Data shown ▸
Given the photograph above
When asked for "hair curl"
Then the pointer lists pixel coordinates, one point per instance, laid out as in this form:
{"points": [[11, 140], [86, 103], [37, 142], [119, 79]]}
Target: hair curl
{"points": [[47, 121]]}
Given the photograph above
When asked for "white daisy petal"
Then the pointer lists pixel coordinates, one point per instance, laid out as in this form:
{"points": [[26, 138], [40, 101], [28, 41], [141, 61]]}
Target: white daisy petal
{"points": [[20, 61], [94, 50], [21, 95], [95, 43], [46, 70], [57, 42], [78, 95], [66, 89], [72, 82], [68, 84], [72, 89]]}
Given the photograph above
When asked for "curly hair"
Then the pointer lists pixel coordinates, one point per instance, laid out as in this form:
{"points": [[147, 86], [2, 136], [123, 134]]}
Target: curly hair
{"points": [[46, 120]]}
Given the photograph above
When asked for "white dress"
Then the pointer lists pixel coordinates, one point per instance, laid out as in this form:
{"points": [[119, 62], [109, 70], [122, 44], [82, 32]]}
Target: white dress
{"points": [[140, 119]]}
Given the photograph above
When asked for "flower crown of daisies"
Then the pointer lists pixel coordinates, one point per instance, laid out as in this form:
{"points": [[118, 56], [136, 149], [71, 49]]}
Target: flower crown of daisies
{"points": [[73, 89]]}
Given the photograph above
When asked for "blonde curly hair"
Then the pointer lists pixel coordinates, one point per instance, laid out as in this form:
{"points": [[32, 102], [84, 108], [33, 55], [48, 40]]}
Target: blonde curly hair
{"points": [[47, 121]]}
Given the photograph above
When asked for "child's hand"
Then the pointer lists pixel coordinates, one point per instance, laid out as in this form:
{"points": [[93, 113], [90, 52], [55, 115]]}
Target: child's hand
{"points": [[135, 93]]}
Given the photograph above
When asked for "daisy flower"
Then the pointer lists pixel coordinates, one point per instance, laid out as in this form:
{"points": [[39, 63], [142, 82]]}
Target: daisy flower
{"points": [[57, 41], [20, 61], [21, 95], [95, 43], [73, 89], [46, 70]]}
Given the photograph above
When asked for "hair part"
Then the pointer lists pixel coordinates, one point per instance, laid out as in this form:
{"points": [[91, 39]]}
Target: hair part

Objective ▸ Please tally the lines in the rows above that contain the string "asked", with uppercase and lowercase counted as different. Reply with the number alone.

Output of the exercise ▸ 9